* _Task instructions_:
Pick up the article on the Volcker Rule and bank holdings of collateralized loan obligations right after its final sentence and keep writing it.

* _Selected text_:
Tuesday, April 22, 2014








The Volcker Rule doesn’t go into effect until 2015, but that hasn’t stopped big bankers and their supporters in Washington from trying to undermine it.
The latest fight involves another complex Wall Street creation, a financial instrument known as a collateralized loan obligation.
Big banks want to be allowed to own them 
but regulators say such holdings can be
 hazardous and may allow the banks to
 evade the Volcker Rule’s prohibition on risky trading.
There have been countless battles over the 
Volcker Rule since it was first conceptualized
 in the Dodd-Frank law in 2010. Paul A. Volcker
the former Federal Reserve chairman for whom
 the rule is named, hasn’t talked about most of 
these fights, but this one is important enough that 
he has come forward to discuss it.
What are collateralized loan obligations, or C.L.O.s? 
Translated into simple English, they are bundles of 
mostly commercial loans that are sold in various pieces 
to investors. They are similar to collateralized debt obligations
or C.D.O.s — those instruments that imperiled so many
 institutions in 2008 — but C.L.O.s are simpler and in some
 cases less risky. The loans in C.L.O.s provide money to
 companies, many of them subject to leveraged
 buyouts, that might not receive bank funding.
Some $431 billion worth of C.L.O.s are currently
outstanding, according to the most recent figures
 from the Securities Industry and Financial Markets
 Association. Roughly $150 billion worth were issued
 before 2009. That group represents the riskiest 
securities in the asset class, regulators say. 
Another $150 billion in C.L.O.s, issued after 2009, 
contain fewer problematic assets; those remaining, 
raised after the pending Volcker Rule restrictions
 had been announced, are viewed by regulators as 
the least risky of all.
Insurance companies, pension funds and foreign banks
 own most C.L.O.s. But large United States banks hold
an estimated $75 billion worth, and would have to divest
many of them under the Volcker Rule. Being forced to
sell these holdings is what the banks find objectionable.

* _Provided material_:
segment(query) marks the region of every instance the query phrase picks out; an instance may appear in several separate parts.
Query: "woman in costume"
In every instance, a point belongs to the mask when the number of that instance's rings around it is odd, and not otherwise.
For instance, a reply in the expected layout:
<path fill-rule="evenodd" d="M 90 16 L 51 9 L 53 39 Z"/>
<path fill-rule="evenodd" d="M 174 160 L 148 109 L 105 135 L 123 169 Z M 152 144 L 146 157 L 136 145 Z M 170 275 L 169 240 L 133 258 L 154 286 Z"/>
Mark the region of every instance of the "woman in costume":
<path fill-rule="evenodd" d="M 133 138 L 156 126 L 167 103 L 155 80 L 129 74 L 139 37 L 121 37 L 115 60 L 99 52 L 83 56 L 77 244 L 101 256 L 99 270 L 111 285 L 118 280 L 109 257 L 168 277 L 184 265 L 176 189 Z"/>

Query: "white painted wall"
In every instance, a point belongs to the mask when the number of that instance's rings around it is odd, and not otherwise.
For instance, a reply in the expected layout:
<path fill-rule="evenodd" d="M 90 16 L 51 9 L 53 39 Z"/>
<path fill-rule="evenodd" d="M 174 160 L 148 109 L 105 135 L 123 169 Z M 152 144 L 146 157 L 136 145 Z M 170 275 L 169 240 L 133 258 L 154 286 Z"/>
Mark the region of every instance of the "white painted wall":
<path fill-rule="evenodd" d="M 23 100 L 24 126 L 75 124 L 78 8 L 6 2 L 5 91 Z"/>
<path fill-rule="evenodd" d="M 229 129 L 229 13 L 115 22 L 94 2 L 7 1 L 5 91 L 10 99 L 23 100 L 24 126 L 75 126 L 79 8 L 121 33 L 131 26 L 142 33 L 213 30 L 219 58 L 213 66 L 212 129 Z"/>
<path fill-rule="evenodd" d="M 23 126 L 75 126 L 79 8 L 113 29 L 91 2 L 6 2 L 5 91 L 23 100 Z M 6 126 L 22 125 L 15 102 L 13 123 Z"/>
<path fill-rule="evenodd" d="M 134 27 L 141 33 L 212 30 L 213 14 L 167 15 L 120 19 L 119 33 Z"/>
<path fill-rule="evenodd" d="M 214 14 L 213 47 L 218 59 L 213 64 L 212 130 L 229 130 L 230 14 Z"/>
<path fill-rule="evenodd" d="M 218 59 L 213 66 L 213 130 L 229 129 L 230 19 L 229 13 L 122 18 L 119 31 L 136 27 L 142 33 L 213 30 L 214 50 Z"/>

* _Exercise answer_:
Under the rule, banks are not allowed to have ownership
 stakes or relationships with hedge funds or private equity
firms. Many C.L.O.s are issued and overseen by hedge
 funds and private equity firms, though, making C.L.O.s
just the kind of trading vehicles the Volcker Rule intended
 to exorcise from bank balance sheets.
Not all C.L.O.s are off limits under the Volcker Rule,
which lets banks hold them if the asset contains only
commercial loans throughout the holding period. This
 means that banks cannot own C.L.O.s if they contain
bonds, equity interests or other assets.
Regulators were justified in setting these limits. Bonds,
equity investments and other assets can be riskier than
relatively simple commercial loans, they concluded, and 
could allow for the kind of risky trading that the
 Volcker Rule was trying to prohibit.
Recall that the Volcker Rule was intended to bar banks
 with insured deposits from making large and risky trading 
bets. The rule was lawmakers’ attempt to reinstate some 
of the taxpayer protections
 lost when Congress gutted theGlass-Steagall Act in 1999.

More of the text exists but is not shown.